- _DOCUMENT SEGMENT_:
● ● ● ●

TLDR; We fixed Scheduled Builds. After splitting the scheduled build worker into a stand-alone micro-service and enabling debug logging in production we found an underlying issue in the open source library being used to trigger scheduled jobs when running in a distributed environment. By reducing the number of worker instances to one, we were able to work around the bug and for roughly the past 40 hours all scheduled builds are running on time.
Hi All,
Many of you reported difficulties with Scheduled Builds starting after they were supposed to. The following is a technical explanation of what happened and what we did to investigate the issue. We are working on a way to make it clearer when we know about live production issues and are investigating, more on that in a later post.
The Investigation
In an effort to provide transparency across Unity Cloud Build we wanted to provide insight into the resolution and investigation around scheduled builds that were not starting on time. To preface, we are still investigating the performance of auto-builds that are polling source systems which includes; Git SSH, Perforce, SVN, and Plastic. However, this post will purely focus on the efforts related to scheduled builds.

● ● ● ●

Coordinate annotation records
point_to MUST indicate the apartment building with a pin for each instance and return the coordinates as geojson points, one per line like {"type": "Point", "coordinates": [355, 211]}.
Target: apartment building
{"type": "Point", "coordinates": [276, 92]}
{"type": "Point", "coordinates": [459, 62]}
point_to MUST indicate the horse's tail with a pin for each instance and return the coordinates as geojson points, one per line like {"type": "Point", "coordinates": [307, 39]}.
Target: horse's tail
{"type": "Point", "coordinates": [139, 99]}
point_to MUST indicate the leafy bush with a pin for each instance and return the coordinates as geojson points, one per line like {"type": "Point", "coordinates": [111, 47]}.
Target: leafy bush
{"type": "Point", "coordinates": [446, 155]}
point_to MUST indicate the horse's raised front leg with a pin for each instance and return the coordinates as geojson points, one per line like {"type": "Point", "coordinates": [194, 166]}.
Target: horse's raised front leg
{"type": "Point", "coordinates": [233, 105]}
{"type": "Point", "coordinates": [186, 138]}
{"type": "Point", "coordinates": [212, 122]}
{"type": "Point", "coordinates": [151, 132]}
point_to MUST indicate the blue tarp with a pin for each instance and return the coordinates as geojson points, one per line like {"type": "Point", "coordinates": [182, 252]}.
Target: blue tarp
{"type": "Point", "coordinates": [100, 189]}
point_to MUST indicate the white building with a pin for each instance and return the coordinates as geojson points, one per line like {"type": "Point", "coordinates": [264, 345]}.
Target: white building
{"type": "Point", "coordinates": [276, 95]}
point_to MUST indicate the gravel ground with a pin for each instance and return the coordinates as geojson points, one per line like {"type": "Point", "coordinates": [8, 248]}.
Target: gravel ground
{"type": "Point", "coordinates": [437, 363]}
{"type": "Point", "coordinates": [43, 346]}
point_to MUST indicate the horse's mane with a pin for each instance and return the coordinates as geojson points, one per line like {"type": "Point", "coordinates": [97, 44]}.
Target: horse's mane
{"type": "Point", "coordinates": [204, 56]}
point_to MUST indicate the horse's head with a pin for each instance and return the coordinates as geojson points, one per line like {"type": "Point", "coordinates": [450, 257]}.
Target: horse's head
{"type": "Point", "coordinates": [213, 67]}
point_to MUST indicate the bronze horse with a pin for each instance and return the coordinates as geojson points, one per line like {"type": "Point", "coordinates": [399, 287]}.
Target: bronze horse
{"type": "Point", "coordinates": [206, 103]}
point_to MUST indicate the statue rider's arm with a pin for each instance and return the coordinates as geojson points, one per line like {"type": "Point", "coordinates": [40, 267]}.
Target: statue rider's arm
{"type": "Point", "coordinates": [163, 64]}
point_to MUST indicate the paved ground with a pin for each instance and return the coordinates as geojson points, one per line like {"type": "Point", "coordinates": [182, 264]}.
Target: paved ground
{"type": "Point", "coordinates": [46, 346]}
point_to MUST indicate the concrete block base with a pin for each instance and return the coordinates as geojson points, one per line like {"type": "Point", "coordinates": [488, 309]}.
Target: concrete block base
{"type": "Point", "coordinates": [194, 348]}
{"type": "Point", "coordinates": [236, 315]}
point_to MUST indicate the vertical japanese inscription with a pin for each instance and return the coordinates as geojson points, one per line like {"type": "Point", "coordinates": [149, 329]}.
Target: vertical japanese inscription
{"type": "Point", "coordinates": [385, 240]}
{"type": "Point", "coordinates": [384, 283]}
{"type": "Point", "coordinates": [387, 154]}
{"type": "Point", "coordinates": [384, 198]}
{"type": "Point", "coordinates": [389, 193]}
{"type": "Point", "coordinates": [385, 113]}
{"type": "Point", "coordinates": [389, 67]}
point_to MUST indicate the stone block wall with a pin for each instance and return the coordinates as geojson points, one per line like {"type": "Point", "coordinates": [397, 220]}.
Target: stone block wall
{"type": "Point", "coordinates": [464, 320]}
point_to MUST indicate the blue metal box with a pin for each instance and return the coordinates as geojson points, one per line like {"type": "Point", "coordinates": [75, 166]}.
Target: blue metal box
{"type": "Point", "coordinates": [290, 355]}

● ● ● ●

- _OBJECTIVES_:
#1 Based on the post about scheduled builds, decide whether each statement agrees with it. Answer yes or no for each, and quote the words of the post that decide it.
(a) The team worked around the bug by reducing the number of worker instances to one.
(b) The post focuses mainly on auto-builds that poll Git SSH, Perforce, SVN, and Plastic.
(c) All scheduled builds have been running on time for roughly the past 40 hours.
#2 According to the post about scheduled builds, where was the underlying issue found?
#3 Reproduce a passage from the post about scheduled builds. Begin at the words "TLDR; We fixed" and stop after "a later post.".

- _ANSWERS BY TASK_:
#1
(a) Yes: "By reducing the number of worker instances to one, we were able to work around the bug"
(b) No: "this post will purely focus on the efforts related to scheduled builds"
(c) Yes: "for roughly the past 40 hours all scheduled builds are running on time"

#2 In the open source library used to trigger scheduled jobs when running in a distributed environment.

#3
TLDR; We fixed Scheduled Builds. After splitting the scheduled build worker into a stand-alone micro-service and enabling debug logging in production we found an underlying issue in the open source library being used to trigger scheduled jobs when running in a distributed environment. By reducing the number of worker instances to one, we were able to work around the bug and for roughly the past 40 hours all scheduled builds are running on time.
Hi All,
Many of you reported difficulties with Scheduled Builds starting after they were supposed to. The following is a technical explanation of what happened and what we did to investigate the issue. We are working on a way to make it clearer when we know about live production issues and are investigating, more on that in a later post.